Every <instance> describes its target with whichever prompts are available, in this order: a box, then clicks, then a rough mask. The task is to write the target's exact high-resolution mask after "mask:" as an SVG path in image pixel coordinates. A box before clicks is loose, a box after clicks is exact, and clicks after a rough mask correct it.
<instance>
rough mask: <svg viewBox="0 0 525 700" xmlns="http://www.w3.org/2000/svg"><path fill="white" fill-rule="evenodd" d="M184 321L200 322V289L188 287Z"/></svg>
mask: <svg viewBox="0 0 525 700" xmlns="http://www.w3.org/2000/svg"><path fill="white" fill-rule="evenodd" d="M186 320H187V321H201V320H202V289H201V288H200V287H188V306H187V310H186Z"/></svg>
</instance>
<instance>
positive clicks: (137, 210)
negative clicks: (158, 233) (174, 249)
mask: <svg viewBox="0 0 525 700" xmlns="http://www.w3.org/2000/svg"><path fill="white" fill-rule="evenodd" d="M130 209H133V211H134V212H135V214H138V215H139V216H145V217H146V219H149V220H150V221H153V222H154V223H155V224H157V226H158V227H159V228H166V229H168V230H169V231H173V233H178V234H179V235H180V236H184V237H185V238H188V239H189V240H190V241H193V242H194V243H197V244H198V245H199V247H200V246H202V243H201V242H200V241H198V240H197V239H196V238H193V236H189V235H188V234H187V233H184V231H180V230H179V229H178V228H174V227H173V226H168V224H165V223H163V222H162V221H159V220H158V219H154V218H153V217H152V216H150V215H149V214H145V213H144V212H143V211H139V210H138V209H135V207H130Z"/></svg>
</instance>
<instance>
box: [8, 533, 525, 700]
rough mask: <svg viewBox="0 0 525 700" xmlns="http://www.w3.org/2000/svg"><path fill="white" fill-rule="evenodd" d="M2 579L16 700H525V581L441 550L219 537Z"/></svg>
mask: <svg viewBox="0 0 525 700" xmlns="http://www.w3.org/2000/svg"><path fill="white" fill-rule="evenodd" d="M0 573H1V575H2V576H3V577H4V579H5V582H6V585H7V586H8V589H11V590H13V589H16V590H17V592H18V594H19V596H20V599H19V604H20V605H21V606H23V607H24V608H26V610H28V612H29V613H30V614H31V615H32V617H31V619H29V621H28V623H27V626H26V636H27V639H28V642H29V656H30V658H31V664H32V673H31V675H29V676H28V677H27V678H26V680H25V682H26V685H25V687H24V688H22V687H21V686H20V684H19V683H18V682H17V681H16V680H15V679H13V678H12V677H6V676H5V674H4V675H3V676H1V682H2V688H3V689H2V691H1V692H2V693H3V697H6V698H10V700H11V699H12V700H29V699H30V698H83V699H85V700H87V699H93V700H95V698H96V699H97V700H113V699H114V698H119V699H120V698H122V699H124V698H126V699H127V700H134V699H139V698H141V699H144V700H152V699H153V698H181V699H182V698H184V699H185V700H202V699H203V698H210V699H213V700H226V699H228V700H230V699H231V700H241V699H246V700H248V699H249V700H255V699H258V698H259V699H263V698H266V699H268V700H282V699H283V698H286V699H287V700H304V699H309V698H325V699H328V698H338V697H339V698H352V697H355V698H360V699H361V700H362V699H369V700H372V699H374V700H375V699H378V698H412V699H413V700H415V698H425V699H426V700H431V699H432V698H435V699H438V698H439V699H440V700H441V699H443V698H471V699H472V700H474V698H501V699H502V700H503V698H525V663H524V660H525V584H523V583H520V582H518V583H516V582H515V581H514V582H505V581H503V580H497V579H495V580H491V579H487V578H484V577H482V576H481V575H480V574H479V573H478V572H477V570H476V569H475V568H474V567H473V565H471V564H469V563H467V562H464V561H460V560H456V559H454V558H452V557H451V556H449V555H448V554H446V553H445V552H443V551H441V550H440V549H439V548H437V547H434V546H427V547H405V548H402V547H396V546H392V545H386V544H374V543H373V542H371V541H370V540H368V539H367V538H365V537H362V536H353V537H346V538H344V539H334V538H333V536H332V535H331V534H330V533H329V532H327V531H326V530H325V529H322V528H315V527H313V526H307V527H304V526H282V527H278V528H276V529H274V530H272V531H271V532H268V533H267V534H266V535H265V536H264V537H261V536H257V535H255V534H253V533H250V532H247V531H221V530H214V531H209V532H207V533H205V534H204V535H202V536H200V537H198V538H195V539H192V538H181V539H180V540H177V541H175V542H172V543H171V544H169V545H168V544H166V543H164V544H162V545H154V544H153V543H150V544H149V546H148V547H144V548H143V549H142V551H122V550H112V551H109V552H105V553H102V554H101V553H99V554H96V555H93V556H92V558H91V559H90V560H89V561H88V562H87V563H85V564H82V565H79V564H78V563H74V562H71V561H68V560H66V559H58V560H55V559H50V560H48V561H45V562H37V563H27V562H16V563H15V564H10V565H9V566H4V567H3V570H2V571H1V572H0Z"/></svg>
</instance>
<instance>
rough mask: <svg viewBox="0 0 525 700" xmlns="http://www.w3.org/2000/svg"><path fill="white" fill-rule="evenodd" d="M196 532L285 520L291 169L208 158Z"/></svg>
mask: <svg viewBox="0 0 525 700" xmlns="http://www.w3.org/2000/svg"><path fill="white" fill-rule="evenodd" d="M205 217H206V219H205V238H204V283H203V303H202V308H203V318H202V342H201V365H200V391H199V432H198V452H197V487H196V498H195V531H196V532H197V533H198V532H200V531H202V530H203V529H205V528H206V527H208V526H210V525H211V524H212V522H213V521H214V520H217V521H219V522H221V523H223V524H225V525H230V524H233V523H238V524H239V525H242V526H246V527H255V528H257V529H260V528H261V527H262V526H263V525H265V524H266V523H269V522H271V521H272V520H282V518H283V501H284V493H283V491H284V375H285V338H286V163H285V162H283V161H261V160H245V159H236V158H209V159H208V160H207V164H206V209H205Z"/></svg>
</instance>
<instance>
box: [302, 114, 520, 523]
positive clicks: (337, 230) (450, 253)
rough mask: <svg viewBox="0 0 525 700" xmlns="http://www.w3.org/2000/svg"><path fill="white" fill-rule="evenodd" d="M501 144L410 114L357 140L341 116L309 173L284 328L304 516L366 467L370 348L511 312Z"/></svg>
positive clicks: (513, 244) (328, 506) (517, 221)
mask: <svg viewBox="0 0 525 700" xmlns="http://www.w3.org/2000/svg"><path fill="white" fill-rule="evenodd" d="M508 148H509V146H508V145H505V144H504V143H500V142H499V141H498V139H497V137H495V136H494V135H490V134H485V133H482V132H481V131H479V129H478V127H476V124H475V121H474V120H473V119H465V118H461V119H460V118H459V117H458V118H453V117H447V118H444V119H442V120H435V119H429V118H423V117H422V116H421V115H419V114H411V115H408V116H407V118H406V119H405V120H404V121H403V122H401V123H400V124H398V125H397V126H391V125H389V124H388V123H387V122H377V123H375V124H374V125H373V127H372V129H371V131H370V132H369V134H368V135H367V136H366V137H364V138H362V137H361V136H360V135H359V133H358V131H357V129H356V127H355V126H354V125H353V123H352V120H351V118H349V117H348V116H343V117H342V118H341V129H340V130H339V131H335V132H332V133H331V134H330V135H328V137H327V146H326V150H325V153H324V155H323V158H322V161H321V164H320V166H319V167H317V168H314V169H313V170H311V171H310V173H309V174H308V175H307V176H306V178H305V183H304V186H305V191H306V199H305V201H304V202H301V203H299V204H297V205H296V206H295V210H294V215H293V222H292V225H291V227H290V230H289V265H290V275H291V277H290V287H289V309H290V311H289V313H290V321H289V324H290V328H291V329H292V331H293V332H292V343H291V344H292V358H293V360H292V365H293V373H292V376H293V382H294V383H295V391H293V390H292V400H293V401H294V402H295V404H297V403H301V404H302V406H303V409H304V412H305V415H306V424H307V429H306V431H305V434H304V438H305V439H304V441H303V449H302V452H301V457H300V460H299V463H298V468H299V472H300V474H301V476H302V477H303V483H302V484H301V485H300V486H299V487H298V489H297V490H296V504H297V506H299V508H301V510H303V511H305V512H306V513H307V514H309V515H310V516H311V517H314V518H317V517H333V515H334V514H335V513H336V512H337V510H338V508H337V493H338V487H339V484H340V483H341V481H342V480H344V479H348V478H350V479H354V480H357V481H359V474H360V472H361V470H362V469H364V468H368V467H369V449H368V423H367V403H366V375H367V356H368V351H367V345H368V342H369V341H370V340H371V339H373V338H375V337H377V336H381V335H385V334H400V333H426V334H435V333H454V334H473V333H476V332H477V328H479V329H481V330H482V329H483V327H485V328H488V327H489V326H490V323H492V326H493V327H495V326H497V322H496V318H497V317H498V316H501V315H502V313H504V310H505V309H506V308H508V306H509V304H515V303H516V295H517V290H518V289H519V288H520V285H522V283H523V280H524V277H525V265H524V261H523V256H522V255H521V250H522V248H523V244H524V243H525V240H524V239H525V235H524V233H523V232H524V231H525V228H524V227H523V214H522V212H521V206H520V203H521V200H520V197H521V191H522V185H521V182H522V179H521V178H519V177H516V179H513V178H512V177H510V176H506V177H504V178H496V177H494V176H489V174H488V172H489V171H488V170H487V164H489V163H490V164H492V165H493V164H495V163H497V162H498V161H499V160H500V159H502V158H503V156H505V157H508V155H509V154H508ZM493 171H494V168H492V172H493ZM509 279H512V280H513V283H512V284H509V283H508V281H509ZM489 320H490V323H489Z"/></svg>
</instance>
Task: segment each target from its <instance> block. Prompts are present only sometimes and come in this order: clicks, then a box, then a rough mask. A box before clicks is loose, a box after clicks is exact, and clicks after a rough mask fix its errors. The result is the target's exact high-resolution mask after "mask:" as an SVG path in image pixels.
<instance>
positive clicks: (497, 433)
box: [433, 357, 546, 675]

_Instructions to follow_
What is the number of lines in the listing above that contain the word "exact"? Reply with that number alone.

_Result below_
2